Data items
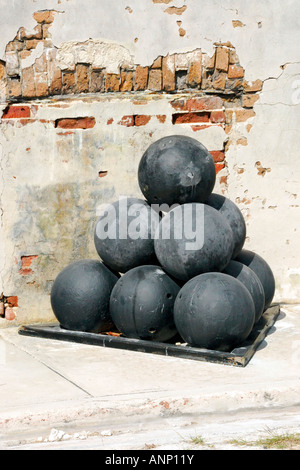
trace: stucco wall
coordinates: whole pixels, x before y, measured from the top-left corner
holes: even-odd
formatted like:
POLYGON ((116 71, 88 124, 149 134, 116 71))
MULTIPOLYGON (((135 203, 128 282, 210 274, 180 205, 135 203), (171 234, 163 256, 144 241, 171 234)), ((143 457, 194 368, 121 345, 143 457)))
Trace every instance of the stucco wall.
POLYGON ((18 297, 12 301, 14 320, 0 318, 0 327, 51 320, 49 292, 56 275, 73 259, 97 256, 92 234, 98 205, 120 195, 141 195, 136 171, 144 150, 174 133, 195 137, 215 152, 215 192, 236 202, 245 215, 245 247, 272 267, 275 300, 299 301, 299 2, 15 0, 8 8, 0 0, 0 6, 0 291, 18 297), (36 43, 28 54, 23 50, 18 74, 50 49, 62 70, 75 67, 79 54, 78 62, 91 67, 102 61, 117 74, 126 62, 136 74, 138 66, 150 67, 160 56, 177 57, 179 63, 179 54, 197 50, 205 68, 221 47, 238 57, 244 85, 234 82, 225 89, 230 100, 213 85, 213 96, 223 99, 216 109, 223 114, 214 122, 215 109, 209 109, 204 124, 194 118, 176 124, 174 119, 178 103, 211 95, 203 87, 75 90, 14 100, 7 95, 7 45, 22 27, 30 37, 39 10, 57 13, 43 45, 36 43), (245 83, 260 86, 249 94, 245 83), (242 103, 254 92, 253 103, 242 103), (7 115, 8 105, 12 110, 17 104, 25 111, 7 115), (88 128, 57 126, 60 119, 78 117, 94 121, 88 128), (219 154, 224 156, 220 161, 219 154), (107 172, 101 174, 105 177, 99 171, 107 172))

§ **Instructions for the task**:
All the data above is to be transcribed exactly, with no pictures included.

§ **Answer**:
trace: stucco wall
coordinates: whole pixels, x before y, measured from the top-left corner
holes: even-odd
formatted like:
POLYGON ((116 71, 88 124, 149 134, 116 71))
MULTIPOLYGON (((135 203, 128 282, 210 274, 180 205, 135 203), (171 234, 163 256, 144 241, 171 234)), ((143 457, 194 368, 121 345, 143 457)))
Trace every instance of the stucco wall.
POLYGON ((18 297, 12 301, 14 320, 0 318, 0 327, 51 320, 49 292, 56 275, 73 259, 97 256, 92 234, 98 205, 120 195, 141 195, 136 171, 144 150, 174 133, 195 137, 215 152, 215 192, 236 202, 245 215, 245 247, 272 267, 275 300, 299 301, 299 2, 15 0, 8 8, 0 0, 0 6, 0 291, 18 297), (36 43, 28 54, 23 50, 18 74, 50 49, 62 70, 75 67, 79 54, 78 62, 91 67, 102 61, 117 74, 126 62, 136 74, 138 66, 150 67, 160 56, 177 57, 179 63, 179 54, 197 50, 205 68, 221 47, 238 57, 244 85, 234 82, 225 89, 230 100, 213 85, 213 96, 223 99, 216 109, 223 114, 214 122, 215 109, 209 109, 204 124, 194 118, 176 124, 174 119, 178 103, 211 95, 203 87, 75 90, 14 100, 7 95, 7 45, 22 27, 30 37, 39 10, 57 13, 43 45, 36 43), (245 83, 260 86, 249 94, 245 83), (242 103, 254 92, 253 103, 242 103), (7 115, 8 105, 12 110, 17 104, 25 111, 7 115), (88 128, 57 126, 60 119, 78 117, 94 121, 88 128), (219 154, 224 156, 220 161, 219 154), (107 172, 101 174, 105 177, 99 171, 107 172))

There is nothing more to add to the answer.